TASK: Copy the lines below word for word, starting with the line that contains "--target foamy surf line" and continuing through the end of the rows.

* Begin SUPPLIED MATERIAL *

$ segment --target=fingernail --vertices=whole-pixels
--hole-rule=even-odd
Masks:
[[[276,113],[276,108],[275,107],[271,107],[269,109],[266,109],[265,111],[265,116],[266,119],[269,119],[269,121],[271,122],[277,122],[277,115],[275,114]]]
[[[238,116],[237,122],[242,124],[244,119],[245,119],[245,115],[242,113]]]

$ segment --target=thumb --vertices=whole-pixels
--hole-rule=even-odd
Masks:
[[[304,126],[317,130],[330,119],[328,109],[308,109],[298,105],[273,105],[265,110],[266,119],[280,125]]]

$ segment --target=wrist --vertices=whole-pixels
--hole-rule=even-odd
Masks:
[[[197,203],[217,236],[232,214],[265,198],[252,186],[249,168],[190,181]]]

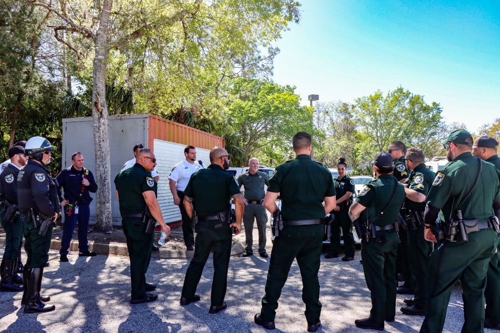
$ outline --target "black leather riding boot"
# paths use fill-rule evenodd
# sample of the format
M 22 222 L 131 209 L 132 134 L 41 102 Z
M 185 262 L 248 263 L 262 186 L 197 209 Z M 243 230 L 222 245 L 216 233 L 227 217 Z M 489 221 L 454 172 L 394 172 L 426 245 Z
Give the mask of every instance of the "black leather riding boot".
M 23 286 L 24 287 L 24 292 L 23 293 L 23 298 L 21 300 L 22 305 L 26 304 L 26 299 L 28 298 L 28 275 L 29 275 L 29 267 L 27 266 L 23 267 Z M 40 280 L 38 290 L 41 290 L 41 280 Z M 51 297 L 40 295 L 40 300 L 42 302 L 48 302 L 51 300 Z
M 28 297 L 24 306 L 25 313 L 47 312 L 56 309 L 53 304 L 45 304 L 40 299 L 40 287 L 41 286 L 43 268 L 31 268 L 28 271 Z
M 23 291 L 23 286 L 19 286 L 13 280 L 12 271 L 15 262 L 13 260 L 2 260 L 0 264 L 0 291 L 7 292 L 20 292 Z

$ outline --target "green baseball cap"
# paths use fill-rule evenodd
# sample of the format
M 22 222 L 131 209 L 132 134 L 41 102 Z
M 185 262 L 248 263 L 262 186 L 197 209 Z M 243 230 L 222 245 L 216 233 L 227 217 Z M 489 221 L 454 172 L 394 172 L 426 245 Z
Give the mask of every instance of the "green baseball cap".
M 470 142 L 467 142 L 465 140 L 470 138 Z M 471 134 L 464 129 L 455 130 L 449 133 L 448 137 L 441 141 L 441 143 L 446 142 L 453 142 L 461 144 L 466 144 L 468 146 L 472 146 L 472 136 Z

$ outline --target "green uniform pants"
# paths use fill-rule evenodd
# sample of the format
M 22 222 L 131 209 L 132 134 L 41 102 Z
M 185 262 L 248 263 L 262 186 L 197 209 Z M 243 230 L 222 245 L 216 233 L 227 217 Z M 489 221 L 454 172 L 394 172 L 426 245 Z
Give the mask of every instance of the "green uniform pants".
M 219 306 L 224 302 L 227 287 L 227 270 L 231 256 L 232 235 L 227 226 L 214 228 L 218 220 L 202 221 L 196 227 L 194 255 L 186 271 L 182 297 L 194 295 L 202 277 L 203 267 L 210 251 L 214 251 L 214 279 L 212 283 L 212 305 Z
M 260 203 L 248 203 L 245 206 L 243 214 L 243 225 L 245 227 L 245 250 L 247 253 L 253 253 L 254 220 L 257 221 L 259 231 L 259 253 L 266 252 L 266 225 L 267 224 L 267 213 L 266 207 Z
M 486 310 L 484 316 L 493 320 L 500 320 L 500 246 L 489 260 L 484 289 Z
M 23 224 L 21 217 L 18 216 L 12 223 L 6 222 L 4 220 L 4 214 L 2 214 L 0 215 L 0 222 L 5 231 L 5 250 L 3 259 L 4 260 L 16 260 L 21 246 L 21 240 L 23 238 Z
M 321 313 L 318 272 L 324 234 L 323 225 L 286 227 L 274 239 L 261 310 L 264 321 L 274 321 L 281 289 L 293 259 L 296 258 L 302 276 L 302 300 L 306 304 L 306 319 L 309 325 L 318 323 Z
M 399 238 L 392 230 L 377 231 L 377 236 L 386 241 L 370 239 L 362 244 L 361 259 L 372 300 L 370 319 L 381 324 L 396 313 L 396 256 Z
M 469 234 L 469 241 L 440 242 L 429 260 L 429 297 L 421 332 L 442 332 L 453 285 L 460 279 L 465 321 L 462 332 L 484 331 L 484 287 L 490 259 L 498 245 L 493 229 Z
M 38 235 L 39 228 L 34 228 L 31 220 L 25 221 L 23 232 L 24 235 L 24 249 L 26 251 L 26 264 L 32 268 L 45 267 L 48 261 L 48 250 L 52 241 L 52 229 L 54 225 L 51 224 L 45 237 Z
M 429 278 L 429 258 L 432 252 L 432 243 L 424 238 L 424 225 L 416 230 L 407 230 L 409 264 L 415 286 L 415 305 L 423 309 L 427 298 Z
M 122 227 L 127 238 L 127 248 L 130 258 L 131 299 L 138 300 L 146 297 L 146 272 L 151 260 L 155 233 L 144 232 L 145 226 L 134 225 L 137 219 L 123 218 Z
M 181 203 L 179 205 L 179 209 L 181 211 L 181 216 L 182 217 L 182 236 L 184 237 L 184 243 L 186 247 L 194 246 L 194 233 L 193 232 L 192 220 L 189 218 L 189 216 L 186 211 L 182 202 L 184 201 L 184 192 L 177 191 L 177 195 L 180 199 Z
M 340 247 L 340 229 L 344 237 L 344 253 L 347 257 L 354 256 L 354 236 L 353 235 L 353 221 L 349 218 L 349 210 L 333 211 L 335 219 L 330 224 L 330 253 L 338 255 Z
M 399 234 L 401 242 L 397 246 L 396 274 L 402 272 L 405 277 L 405 283 L 403 284 L 403 285 L 409 288 L 414 288 L 415 284 L 413 283 L 413 279 L 412 278 L 412 273 L 409 264 L 410 255 L 408 253 L 408 234 L 407 231 L 403 228 L 400 229 Z

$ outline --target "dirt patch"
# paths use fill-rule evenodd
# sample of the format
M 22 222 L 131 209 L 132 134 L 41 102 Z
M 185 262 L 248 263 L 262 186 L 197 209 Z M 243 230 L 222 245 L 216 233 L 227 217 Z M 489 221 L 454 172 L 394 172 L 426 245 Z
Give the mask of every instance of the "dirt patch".
M 155 244 L 157 244 L 158 240 L 160 239 L 161 233 L 155 233 Z M 54 228 L 52 232 L 52 238 L 53 239 L 61 240 L 63 235 L 63 227 L 62 226 L 58 226 Z M 0 237 L 5 237 L 5 232 L 4 228 L 0 226 Z M 87 234 L 88 241 L 93 242 L 95 243 L 101 243 L 105 244 L 123 244 L 126 245 L 127 240 L 125 238 L 125 234 L 123 233 L 123 230 L 121 228 L 113 227 L 113 232 L 110 234 L 107 234 L 100 231 L 94 231 L 91 226 L 90 231 Z M 78 240 L 78 227 L 75 227 L 75 231 L 73 234 L 73 239 Z M 182 237 L 182 231 L 181 228 L 176 228 L 173 229 L 170 237 L 165 241 L 165 243 L 161 247 L 162 249 L 166 250 L 185 250 L 186 246 L 184 244 L 184 239 Z

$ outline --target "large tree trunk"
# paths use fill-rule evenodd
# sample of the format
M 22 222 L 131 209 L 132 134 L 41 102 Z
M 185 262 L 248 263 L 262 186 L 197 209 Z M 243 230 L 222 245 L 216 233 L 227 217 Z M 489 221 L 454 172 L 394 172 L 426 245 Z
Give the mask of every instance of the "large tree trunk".
M 92 118 L 95 149 L 95 177 L 99 187 L 96 193 L 94 228 L 105 232 L 113 230 L 111 218 L 111 185 L 110 136 L 106 104 L 106 61 L 109 51 L 108 33 L 112 0 L 105 0 L 99 15 L 99 29 L 95 35 L 95 57 L 92 79 Z

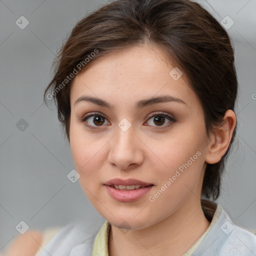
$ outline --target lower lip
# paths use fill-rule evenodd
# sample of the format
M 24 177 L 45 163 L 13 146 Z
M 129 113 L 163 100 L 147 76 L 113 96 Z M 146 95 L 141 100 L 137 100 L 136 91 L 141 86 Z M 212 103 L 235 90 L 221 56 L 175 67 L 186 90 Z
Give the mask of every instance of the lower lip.
M 134 190 L 119 190 L 112 186 L 104 185 L 108 194 L 116 200 L 120 202 L 132 202 L 138 200 L 147 194 L 153 185 Z

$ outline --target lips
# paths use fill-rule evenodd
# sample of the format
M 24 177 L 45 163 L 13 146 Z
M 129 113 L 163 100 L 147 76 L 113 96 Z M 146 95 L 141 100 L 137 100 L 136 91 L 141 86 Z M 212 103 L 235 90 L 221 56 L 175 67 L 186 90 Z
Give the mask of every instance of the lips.
M 104 185 L 114 199 L 122 202 L 138 200 L 148 193 L 154 186 L 153 184 L 134 178 L 114 178 Z
M 121 178 L 113 178 L 106 182 L 104 185 L 108 186 L 112 186 L 114 185 L 119 186 L 123 185 L 124 186 L 132 186 L 135 185 L 140 185 L 140 186 L 149 186 L 150 185 L 153 185 L 152 184 L 146 183 L 138 180 L 135 180 L 134 178 L 129 178 L 128 180 L 122 180 Z

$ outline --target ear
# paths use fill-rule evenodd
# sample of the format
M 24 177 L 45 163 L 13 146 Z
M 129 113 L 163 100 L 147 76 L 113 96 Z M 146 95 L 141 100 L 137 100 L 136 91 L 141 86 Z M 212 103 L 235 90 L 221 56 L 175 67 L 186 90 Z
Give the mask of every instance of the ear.
M 230 145 L 236 122 L 234 112 L 231 110 L 227 110 L 223 118 L 222 123 L 216 128 L 214 136 L 207 146 L 206 162 L 216 164 L 224 156 Z

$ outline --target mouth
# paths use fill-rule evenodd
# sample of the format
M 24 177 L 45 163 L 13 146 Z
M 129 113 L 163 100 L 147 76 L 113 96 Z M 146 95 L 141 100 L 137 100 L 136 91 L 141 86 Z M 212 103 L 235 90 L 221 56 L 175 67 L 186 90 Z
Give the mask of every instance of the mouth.
M 139 200 L 152 189 L 154 185 L 138 180 L 115 178 L 104 184 L 108 194 L 120 202 L 128 202 Z
M 136 184 L 136 185 L 129 185 L 129 186 L 125 186 L 125 185 L 110 185 L 110 186 L 112 188 L 114 188 L 116 190 L 137 190 L 140 188 L 146 188 L 146 186 L 152 186 L 153 185 L 148 185 L 147 186 L 144 186 L 140 184 Z

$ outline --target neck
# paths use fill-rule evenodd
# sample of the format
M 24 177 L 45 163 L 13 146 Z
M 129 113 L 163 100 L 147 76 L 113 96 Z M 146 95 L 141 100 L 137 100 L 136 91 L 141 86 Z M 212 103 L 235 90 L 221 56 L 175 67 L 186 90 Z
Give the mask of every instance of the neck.
M 180 256 L 199 239 L 210 222 L 196 198 L 184 204 L 171 216 L 142 230 L 124 234 L 112 226 L 108 241 L 110 256 Z

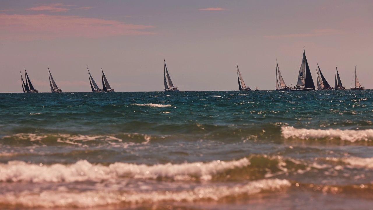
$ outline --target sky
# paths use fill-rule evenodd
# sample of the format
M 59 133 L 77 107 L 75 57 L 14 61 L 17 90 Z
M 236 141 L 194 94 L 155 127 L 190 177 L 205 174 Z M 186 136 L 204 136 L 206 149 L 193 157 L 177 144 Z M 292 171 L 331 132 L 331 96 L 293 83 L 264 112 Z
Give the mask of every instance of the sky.
M 274 90 L 276 60 L 296 84 L 303 48 L 350 87 L 355 66 L 373 89 L 373 1 L 346 0 L 0 1 L 0 92 L 22 92 L 19 70 L 50 92 L 91 91 L 88 66 L 117 92 L 162 91 L 164 59 L 180 91 Z M 352 86 L 354 86 L 353 84 Z

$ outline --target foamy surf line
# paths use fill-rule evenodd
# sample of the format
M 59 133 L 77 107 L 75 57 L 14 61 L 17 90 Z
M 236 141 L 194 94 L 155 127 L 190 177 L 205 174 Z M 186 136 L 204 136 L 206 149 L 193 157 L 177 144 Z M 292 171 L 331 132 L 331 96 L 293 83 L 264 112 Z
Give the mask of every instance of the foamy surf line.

* End SUPPLIED MATERIAL *

RESPONSE TO THE TASK:
$ outline --target foamy surf line
# paths use fill-rule evenodd
# sample of the format
M 59 133 L 77 107 L 75 57 L 14 61 L 17 90 Z
M 236 141 L 194 94 L 155 127 L 190 177 L 205 174 Z M 186 136 L 204 136 L 206 149 L 193 157 L 177 144 Z M 292 171 L 331 132 L 331 96 L 293 83 L 264 112 Z
Give the mask of every instance of the foamy surf line.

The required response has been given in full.